» **EXERCISE OBJECTIVE**
Read the material below and tally how many lines hold the word "shirt", giving the number and nothing else.

» **INFORMATION SUPPLIED**
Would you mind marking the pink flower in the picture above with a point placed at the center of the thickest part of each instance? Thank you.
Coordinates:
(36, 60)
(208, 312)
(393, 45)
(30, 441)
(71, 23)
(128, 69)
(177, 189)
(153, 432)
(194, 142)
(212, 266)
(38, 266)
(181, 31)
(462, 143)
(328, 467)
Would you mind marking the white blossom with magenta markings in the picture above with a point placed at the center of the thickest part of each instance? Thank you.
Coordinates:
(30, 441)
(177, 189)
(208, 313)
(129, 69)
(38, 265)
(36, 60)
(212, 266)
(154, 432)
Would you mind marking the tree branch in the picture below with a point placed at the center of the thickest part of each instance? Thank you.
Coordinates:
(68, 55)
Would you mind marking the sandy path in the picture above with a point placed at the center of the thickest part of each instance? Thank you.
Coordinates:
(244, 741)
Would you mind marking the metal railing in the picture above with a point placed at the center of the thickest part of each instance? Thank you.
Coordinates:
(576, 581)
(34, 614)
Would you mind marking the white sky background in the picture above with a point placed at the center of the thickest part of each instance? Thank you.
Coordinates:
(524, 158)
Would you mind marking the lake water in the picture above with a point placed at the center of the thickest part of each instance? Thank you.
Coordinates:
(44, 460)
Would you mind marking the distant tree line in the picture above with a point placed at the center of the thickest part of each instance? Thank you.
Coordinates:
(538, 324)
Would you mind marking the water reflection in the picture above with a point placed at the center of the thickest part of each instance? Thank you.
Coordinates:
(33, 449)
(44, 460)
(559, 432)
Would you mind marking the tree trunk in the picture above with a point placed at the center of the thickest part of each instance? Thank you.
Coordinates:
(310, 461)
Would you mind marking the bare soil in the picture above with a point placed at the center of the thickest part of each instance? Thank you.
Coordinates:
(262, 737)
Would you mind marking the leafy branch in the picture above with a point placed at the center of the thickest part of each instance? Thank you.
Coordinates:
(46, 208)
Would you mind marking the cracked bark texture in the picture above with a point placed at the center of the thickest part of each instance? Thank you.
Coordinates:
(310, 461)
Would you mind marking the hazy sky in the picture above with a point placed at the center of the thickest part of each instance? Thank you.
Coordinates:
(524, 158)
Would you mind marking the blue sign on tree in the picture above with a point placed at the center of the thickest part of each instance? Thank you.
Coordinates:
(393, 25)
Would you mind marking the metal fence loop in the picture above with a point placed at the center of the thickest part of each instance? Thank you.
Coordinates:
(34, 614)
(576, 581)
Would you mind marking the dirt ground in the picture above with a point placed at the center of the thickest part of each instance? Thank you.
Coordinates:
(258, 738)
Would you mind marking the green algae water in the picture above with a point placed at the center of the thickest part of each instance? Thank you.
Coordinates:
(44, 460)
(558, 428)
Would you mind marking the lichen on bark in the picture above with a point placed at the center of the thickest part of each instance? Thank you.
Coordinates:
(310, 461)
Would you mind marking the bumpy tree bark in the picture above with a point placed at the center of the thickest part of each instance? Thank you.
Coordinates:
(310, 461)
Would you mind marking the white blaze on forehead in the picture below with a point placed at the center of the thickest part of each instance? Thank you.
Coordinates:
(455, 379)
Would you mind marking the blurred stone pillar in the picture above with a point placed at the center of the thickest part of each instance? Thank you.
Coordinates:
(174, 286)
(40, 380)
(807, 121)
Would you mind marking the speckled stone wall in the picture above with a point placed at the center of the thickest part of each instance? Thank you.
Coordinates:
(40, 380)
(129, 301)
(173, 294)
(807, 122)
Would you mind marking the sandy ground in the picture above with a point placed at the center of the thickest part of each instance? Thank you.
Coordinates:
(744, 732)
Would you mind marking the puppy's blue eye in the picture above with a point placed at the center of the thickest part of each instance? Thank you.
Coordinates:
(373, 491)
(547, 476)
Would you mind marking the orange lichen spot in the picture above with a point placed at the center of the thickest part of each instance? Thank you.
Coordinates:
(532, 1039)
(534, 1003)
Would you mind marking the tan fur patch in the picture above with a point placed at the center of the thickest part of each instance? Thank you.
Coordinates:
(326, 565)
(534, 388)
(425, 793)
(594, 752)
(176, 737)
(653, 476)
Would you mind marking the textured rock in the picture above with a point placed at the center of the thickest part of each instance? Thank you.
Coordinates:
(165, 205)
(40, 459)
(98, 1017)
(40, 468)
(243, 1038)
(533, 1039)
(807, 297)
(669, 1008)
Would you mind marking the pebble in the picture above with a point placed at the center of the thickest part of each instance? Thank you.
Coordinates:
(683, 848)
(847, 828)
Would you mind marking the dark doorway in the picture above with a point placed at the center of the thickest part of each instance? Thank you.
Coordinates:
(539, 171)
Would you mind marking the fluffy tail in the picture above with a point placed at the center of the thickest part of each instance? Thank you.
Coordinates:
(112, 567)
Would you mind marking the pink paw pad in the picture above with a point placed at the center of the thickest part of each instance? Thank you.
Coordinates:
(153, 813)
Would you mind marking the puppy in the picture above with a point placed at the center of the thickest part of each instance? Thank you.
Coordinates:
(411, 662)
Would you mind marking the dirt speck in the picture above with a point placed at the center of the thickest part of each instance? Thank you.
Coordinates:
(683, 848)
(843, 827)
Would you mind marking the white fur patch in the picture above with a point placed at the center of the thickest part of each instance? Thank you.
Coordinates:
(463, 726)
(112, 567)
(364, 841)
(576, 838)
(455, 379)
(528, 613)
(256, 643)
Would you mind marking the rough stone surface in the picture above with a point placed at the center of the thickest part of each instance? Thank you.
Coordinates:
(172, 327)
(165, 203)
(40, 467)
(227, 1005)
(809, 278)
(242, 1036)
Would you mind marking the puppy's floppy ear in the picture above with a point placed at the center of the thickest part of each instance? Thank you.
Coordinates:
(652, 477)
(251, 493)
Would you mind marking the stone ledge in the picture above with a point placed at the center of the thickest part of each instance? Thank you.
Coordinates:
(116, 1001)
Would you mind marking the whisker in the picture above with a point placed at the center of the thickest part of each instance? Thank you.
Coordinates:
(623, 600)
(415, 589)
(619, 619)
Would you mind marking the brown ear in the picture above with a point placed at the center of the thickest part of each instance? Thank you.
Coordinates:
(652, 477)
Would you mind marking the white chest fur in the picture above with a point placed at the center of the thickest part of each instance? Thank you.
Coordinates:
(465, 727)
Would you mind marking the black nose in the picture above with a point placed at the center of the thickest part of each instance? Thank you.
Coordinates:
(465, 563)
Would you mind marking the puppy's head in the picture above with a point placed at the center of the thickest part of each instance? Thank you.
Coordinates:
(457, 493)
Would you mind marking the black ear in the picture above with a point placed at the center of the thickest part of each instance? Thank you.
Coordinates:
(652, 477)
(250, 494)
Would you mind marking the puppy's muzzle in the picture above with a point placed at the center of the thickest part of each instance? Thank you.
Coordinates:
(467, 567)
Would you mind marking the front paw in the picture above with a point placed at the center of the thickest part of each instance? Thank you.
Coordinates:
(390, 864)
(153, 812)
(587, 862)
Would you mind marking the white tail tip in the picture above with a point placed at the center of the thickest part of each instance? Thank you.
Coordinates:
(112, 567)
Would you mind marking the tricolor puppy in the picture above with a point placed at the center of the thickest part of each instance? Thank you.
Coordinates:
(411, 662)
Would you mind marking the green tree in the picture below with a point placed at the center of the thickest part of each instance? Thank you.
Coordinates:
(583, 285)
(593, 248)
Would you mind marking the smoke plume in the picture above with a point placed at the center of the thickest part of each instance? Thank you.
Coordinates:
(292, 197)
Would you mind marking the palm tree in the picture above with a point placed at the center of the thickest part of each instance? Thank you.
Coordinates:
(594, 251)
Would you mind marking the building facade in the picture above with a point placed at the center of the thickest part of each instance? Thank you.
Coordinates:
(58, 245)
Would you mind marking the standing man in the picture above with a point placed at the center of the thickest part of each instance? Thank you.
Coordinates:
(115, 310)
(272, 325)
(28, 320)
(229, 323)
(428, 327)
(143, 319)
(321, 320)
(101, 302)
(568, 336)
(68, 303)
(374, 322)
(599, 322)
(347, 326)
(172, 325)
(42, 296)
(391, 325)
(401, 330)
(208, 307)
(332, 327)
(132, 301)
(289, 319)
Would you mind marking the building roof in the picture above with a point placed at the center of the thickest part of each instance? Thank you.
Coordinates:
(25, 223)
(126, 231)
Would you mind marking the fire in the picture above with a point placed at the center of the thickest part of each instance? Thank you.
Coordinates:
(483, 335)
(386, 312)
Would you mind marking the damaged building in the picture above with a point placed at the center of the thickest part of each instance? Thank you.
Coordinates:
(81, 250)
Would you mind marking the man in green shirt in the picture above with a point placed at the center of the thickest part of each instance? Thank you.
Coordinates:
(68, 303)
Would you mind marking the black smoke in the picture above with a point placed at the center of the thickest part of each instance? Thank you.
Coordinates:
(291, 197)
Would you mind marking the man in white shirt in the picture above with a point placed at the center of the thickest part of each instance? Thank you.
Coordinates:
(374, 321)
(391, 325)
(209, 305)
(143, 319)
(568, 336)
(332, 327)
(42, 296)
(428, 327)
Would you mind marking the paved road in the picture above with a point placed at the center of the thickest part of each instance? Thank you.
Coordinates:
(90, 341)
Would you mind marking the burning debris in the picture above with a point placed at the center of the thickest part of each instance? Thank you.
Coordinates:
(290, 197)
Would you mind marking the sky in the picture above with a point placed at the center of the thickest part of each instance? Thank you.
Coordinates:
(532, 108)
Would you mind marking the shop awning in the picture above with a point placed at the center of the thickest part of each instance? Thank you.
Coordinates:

» **RESULT**
2